::: Stored rows :::
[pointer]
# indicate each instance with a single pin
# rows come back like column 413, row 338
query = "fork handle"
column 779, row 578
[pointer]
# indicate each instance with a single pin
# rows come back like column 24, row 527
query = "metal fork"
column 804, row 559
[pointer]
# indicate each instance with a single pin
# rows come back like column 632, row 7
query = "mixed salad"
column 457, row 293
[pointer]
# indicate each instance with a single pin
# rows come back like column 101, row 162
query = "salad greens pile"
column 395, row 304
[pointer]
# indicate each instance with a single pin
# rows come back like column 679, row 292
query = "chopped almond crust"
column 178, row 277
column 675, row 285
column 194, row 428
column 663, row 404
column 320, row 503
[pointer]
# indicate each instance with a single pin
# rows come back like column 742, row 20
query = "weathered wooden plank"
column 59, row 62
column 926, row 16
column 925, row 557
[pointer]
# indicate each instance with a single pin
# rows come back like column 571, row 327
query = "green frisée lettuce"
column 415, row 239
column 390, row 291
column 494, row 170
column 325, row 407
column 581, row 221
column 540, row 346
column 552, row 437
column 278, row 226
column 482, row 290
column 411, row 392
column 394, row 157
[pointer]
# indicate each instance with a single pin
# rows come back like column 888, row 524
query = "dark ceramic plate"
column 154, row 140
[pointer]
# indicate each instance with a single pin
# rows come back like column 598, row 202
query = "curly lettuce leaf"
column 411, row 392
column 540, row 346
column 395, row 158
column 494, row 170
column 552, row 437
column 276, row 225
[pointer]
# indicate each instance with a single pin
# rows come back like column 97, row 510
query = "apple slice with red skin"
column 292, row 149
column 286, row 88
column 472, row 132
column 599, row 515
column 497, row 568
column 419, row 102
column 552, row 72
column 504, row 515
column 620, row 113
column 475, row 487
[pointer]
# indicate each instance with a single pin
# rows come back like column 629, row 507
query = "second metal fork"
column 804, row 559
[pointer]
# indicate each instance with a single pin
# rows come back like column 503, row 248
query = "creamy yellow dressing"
:::
::: Stored rows :::
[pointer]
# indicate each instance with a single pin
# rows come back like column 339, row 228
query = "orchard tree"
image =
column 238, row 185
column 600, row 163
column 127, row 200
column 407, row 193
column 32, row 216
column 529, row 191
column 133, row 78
:::
> Your task: Pick out every line of the rows above that contains the string "salad", matching case exactly.

> Full response:
query = "mixed salad"
query = "salad greens pile"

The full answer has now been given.